• Source passage
"""

Also read how her “weird science” is being challenged in the first story.
Both stories have been pinched from The Smokers Club, Inc.
Surgeon General’s Report Called ‘Unscientific’ and Potentially Unethical
Columbus, Georgia December 15, 2010 – A renowned member of the Boston University School of Public Health and members of the International Premium Cigar & Pipe Retailers Association are challenging as unscientific and potentially unethical this week’s report from the Office of Dr. Regina Benjamin, the U.S. Surgeon General, about the effects of tobacco smoke.
The report said that even brief exposure to secondhand smoke – as from one cigarette - can cause cardiovascular disease, trigger acute cardiac events and can damage one’s DNA and lead to cancer. These and other parts of the report are being challenged by the IPCPR which is comprised of some 2,000 members who are primarily small family businesses that operate neighborhood cigar stores or manufacture premium cigars, pipes, tobacco and related accoutrements.
“The mixed signals and misinformation coming from Dr. Benjamin’s office lead one to question everything they say and do,” said Chris McCalla, legislative director of the IPCPR.
McCalla cited the fact that one of the first actions of President Barack Obama’s administration was to push through draconian increases in tobacco taxes to fund an expanded children’s healthcare program. Then the Family Smoking Prevention and Tobacco Control Act was passed, giving new powers to the Federal Drug Administration to reduce smoking in the United States. Now, the Surgeon General is saying, in effect, that walking past a smoker on the street could cause a person to develop cardiovascular disease and cancer.
“It is simply untrue to assert that brief exposure to secondhand smoke can cause such results,” added Prof. Michael Siegel of Boston University’s School of Public Health. “If there is no safe level of exposure to any carcinogen, that would include exposure to automobile exhaust, the sun’s rays, benzene, radon in homes, arsenic in drinking water and many other everyday items.”
Prof. Siegel, who is not associated with the tobacco industry or IPCPR, also said those statements are untrue and that nothing in the actual report supports those assertions.“There is nothing in the report itself which … supports the assertions that a brief exposure to secondhand smoke can cause cardiovascular disease or cancer. These assertions … have been manufactured to create a sense of public hysteria, but they are unsupported by any science whatsoever,” he wrote in his blog at www.tobaccoanalysis.blogspot.com on Dec. 13, 2010. “This is the second time that the Office of the Surgeon General has misrepresented and distorted the science of … secondhand smoke. The press release which accompanied the Surgeon General’s 2006 report on secondhand smoke made the same false assertion,” he said.
McCalla also cited the fact that, prior to her nomination as U.S. Surgeon General, Dr. Benjamin served as a trustee of the Robert Wood Johnson Foundation which contributes tens of millions of dollars every year to promote smoking bans and fund anti-tobacco groups in the United States and internationally.
“Why is this a potential conflict of interest? Because the foundation’s sister organization is Johnson & Johnson, maker of Nicorette, a nicotine replacement product,” he said.
SGR Part Two: Predictions and Realities.

"""

• Entries provided
"""

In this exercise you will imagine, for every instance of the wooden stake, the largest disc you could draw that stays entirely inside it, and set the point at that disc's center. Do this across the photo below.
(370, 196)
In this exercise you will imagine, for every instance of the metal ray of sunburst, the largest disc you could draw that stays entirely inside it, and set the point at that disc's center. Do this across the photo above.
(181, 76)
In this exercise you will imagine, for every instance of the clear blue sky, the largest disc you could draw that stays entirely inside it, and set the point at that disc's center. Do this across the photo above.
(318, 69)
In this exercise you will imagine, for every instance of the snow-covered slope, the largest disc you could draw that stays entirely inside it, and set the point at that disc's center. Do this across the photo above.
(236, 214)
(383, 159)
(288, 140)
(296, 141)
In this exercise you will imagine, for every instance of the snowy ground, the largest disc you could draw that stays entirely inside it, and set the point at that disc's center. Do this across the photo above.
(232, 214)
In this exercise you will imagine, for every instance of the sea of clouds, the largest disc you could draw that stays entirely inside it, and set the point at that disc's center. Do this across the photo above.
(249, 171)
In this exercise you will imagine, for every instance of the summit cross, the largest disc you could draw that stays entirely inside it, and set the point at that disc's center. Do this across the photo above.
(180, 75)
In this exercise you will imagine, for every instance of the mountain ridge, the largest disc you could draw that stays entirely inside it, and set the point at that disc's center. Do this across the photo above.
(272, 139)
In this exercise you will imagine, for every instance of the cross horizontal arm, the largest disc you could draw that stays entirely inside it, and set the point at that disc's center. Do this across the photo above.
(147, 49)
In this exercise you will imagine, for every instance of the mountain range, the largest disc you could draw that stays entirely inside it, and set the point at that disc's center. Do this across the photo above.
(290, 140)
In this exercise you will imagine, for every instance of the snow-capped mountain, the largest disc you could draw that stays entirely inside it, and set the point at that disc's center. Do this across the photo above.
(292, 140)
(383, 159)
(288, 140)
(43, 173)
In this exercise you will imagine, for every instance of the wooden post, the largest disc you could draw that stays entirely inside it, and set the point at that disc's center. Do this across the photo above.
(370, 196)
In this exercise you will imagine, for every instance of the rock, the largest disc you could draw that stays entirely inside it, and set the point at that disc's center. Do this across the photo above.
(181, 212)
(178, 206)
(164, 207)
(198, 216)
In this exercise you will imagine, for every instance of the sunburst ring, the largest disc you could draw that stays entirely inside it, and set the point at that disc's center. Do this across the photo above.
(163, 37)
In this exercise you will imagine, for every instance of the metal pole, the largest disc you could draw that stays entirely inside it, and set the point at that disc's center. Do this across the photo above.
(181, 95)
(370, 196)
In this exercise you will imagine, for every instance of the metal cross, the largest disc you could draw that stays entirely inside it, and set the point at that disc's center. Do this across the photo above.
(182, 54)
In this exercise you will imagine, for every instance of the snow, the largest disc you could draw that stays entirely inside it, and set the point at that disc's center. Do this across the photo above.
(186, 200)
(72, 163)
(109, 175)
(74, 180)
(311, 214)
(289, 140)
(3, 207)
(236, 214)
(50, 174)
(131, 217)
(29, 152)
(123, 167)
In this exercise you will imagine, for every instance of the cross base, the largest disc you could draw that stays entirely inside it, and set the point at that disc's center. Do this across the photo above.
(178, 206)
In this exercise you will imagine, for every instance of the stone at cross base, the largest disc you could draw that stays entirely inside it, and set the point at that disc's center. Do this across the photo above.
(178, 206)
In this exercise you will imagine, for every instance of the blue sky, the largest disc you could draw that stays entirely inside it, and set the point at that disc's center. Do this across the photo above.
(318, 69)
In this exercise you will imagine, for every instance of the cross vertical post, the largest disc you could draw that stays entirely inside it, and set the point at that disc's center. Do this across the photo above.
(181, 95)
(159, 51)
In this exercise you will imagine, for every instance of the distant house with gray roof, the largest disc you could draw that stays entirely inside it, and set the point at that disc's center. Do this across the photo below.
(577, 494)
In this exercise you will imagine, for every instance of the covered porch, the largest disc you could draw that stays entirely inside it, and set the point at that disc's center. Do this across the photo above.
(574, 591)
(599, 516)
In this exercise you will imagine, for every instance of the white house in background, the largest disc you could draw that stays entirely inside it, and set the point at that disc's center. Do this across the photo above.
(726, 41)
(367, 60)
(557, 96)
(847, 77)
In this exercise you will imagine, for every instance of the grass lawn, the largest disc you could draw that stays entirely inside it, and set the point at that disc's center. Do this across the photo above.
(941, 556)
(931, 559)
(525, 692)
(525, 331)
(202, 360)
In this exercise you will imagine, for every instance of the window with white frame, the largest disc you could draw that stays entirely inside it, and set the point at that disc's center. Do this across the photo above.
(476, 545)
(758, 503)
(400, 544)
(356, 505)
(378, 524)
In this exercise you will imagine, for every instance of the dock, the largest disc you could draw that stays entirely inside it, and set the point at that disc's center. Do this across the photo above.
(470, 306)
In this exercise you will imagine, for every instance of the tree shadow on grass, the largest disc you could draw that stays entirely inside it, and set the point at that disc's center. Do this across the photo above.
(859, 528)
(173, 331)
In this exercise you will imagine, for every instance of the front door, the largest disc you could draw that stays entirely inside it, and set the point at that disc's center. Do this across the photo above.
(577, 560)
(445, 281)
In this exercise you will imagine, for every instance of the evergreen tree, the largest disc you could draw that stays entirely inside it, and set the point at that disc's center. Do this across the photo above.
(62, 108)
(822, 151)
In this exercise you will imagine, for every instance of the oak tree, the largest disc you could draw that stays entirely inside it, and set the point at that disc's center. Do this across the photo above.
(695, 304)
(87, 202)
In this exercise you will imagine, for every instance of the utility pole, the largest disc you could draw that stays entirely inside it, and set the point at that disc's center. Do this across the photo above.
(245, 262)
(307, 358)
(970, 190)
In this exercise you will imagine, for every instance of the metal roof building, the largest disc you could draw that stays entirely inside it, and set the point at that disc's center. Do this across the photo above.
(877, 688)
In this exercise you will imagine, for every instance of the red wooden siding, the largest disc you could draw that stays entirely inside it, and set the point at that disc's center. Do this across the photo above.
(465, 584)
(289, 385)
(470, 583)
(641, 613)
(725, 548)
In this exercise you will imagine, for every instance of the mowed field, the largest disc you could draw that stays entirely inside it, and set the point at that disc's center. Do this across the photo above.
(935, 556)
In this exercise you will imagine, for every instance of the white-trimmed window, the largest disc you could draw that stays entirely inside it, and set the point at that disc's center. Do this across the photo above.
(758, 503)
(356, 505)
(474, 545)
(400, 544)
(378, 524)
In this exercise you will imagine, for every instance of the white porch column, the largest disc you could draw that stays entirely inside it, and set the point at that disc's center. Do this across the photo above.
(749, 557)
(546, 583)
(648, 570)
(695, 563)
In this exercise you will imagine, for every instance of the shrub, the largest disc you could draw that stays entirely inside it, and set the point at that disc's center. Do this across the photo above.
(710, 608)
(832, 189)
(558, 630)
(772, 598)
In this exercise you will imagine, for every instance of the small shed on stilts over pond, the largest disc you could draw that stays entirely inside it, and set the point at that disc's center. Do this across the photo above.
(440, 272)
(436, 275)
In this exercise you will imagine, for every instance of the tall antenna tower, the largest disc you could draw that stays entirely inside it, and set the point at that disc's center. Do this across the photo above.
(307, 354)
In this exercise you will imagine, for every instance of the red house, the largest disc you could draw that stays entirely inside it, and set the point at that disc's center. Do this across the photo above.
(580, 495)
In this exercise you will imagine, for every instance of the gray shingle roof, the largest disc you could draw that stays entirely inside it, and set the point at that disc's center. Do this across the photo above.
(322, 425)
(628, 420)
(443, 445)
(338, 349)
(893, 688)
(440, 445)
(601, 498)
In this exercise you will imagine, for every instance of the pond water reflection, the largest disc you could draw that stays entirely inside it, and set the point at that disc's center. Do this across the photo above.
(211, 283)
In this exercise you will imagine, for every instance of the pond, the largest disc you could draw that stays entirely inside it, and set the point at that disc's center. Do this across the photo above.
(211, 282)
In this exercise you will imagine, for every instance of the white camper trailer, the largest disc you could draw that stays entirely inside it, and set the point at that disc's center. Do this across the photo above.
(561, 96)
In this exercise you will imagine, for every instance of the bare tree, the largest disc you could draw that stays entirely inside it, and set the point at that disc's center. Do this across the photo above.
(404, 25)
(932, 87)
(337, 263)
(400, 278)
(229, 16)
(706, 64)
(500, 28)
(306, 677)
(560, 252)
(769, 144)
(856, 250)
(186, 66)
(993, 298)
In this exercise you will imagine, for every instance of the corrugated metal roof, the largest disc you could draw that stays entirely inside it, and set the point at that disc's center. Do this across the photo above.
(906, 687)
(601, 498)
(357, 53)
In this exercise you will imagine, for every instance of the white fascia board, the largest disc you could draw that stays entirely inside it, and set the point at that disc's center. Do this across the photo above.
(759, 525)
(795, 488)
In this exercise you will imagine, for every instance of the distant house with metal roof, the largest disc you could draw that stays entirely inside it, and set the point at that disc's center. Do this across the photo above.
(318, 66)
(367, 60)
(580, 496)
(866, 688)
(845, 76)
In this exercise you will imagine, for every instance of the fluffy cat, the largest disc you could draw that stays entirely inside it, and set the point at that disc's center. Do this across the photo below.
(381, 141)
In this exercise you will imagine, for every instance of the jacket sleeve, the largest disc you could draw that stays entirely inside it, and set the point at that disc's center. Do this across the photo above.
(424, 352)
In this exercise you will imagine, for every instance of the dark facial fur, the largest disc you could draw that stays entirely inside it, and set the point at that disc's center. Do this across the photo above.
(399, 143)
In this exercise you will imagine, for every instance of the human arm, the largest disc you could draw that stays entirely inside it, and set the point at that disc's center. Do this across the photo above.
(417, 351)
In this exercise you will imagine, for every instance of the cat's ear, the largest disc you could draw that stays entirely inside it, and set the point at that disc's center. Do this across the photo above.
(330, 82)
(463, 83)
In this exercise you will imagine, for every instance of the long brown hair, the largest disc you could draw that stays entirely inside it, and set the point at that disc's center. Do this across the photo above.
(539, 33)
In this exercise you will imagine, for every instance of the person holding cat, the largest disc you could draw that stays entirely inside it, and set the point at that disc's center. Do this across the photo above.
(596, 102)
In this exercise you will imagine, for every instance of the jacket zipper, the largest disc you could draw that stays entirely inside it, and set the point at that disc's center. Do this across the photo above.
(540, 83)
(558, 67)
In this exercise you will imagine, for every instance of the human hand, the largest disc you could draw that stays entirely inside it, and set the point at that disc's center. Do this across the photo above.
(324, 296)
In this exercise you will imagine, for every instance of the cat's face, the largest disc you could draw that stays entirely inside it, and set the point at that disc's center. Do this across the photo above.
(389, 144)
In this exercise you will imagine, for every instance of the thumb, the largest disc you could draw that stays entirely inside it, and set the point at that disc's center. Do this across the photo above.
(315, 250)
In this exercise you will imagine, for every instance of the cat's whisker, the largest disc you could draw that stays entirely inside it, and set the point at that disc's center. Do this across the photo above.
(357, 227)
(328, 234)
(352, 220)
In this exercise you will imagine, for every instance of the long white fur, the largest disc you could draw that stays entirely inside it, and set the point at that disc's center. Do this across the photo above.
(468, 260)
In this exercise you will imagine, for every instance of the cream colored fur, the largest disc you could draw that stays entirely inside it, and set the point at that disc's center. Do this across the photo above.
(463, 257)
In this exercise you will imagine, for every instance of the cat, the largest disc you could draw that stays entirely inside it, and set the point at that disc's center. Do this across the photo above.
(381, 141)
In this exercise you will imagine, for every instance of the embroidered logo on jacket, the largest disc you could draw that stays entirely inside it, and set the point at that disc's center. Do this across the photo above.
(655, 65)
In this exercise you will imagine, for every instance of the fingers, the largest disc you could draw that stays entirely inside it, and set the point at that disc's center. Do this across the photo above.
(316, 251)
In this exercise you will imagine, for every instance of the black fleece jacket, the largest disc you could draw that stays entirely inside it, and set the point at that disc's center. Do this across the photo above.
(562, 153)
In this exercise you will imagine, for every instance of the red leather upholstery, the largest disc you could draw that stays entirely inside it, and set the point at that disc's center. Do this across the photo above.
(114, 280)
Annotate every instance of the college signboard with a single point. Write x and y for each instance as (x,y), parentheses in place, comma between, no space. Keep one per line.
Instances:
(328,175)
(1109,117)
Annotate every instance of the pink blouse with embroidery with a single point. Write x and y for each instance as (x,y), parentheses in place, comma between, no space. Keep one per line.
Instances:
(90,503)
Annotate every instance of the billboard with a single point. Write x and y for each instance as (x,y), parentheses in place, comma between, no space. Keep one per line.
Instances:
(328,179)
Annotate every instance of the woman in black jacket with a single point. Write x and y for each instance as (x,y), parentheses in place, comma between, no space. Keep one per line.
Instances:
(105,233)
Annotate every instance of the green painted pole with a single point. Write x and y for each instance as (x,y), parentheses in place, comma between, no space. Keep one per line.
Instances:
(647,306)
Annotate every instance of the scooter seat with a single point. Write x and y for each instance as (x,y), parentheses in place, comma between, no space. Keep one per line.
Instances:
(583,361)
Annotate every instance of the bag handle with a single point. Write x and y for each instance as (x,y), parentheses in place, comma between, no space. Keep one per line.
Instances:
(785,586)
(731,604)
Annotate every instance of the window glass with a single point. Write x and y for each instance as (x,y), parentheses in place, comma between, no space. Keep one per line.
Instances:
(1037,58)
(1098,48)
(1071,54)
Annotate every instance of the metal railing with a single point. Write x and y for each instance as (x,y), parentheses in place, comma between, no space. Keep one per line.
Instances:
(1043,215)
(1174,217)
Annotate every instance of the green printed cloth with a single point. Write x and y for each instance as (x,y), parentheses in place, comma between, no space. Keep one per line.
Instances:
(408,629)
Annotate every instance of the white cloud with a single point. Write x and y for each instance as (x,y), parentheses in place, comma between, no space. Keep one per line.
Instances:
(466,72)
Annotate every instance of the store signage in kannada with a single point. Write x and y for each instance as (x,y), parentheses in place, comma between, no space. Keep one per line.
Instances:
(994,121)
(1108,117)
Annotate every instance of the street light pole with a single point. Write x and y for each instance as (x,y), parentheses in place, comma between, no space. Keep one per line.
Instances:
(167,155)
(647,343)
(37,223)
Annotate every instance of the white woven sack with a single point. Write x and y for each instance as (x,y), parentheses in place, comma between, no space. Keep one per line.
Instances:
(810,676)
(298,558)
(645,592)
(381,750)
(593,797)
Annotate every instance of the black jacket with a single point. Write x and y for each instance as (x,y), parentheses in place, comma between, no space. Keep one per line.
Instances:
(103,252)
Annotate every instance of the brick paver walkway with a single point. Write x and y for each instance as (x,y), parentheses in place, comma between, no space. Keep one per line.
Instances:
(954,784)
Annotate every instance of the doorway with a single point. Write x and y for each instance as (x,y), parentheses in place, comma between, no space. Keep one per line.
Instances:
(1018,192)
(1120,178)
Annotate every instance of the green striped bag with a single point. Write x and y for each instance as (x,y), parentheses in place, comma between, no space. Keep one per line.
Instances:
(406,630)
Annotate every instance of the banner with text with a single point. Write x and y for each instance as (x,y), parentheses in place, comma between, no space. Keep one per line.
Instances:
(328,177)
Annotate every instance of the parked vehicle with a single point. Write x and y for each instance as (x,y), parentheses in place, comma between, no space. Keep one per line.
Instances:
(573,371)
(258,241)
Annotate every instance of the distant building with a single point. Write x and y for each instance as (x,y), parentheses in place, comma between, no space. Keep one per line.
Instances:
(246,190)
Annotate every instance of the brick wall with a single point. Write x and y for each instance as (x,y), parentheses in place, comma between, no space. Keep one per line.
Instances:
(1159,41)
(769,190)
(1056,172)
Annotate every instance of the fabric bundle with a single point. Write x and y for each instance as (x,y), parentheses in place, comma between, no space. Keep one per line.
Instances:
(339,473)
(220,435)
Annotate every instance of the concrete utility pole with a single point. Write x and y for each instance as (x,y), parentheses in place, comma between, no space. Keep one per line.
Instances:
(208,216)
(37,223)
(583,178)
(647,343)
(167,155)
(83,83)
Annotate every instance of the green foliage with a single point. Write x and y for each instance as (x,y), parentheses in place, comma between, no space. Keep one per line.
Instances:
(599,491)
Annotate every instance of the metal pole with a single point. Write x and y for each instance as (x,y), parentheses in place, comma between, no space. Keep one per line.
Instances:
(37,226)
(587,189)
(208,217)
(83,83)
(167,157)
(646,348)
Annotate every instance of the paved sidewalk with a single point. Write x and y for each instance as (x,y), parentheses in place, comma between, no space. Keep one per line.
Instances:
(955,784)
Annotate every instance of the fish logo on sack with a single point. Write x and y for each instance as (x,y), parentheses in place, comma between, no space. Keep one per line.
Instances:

"""

• Required work
• A. In the article on the Surgeon General's secondhand smoke report, roughly how many members does the IPCPR have?
• B. Write the next part of the article on the Surgeon General's secondhand smoke report, following on from its final line.

• Answers to the exercise
• A. Some 2,000 members, primarily small family businesses.

• B.
By Michael J. McFadden
By Michael J. McFadden
I wrote last week about the new Surgeon General's Report and the outright craziness that its presentation represented. At one point during the interviews about SGR2010, Surgeon General Regina Benjamin seemed to become a bit defensive after declaring that passing by a smoker during a stroll was basically the same thing as smoking two packs a day for a lifetime. Appearing a bit nervous she bravely defended her statements and Report, saying, "It's VERY scientific!"
The problem lies in the mixing up of science, idealism, activism, and politics. The resulting brew would make Mickey run out of the room faster than a Dormouse could scream "Fantasia!" as it was being swallowed by the Cheshire Cat. I won't try to claim that I've read the whole 700 pages or even a good bit of it, but I'm familiar enough with the science to know where some of the dirty laundry might be hidden and poked around in those corners to find things like the Otsuka study highlighted last week.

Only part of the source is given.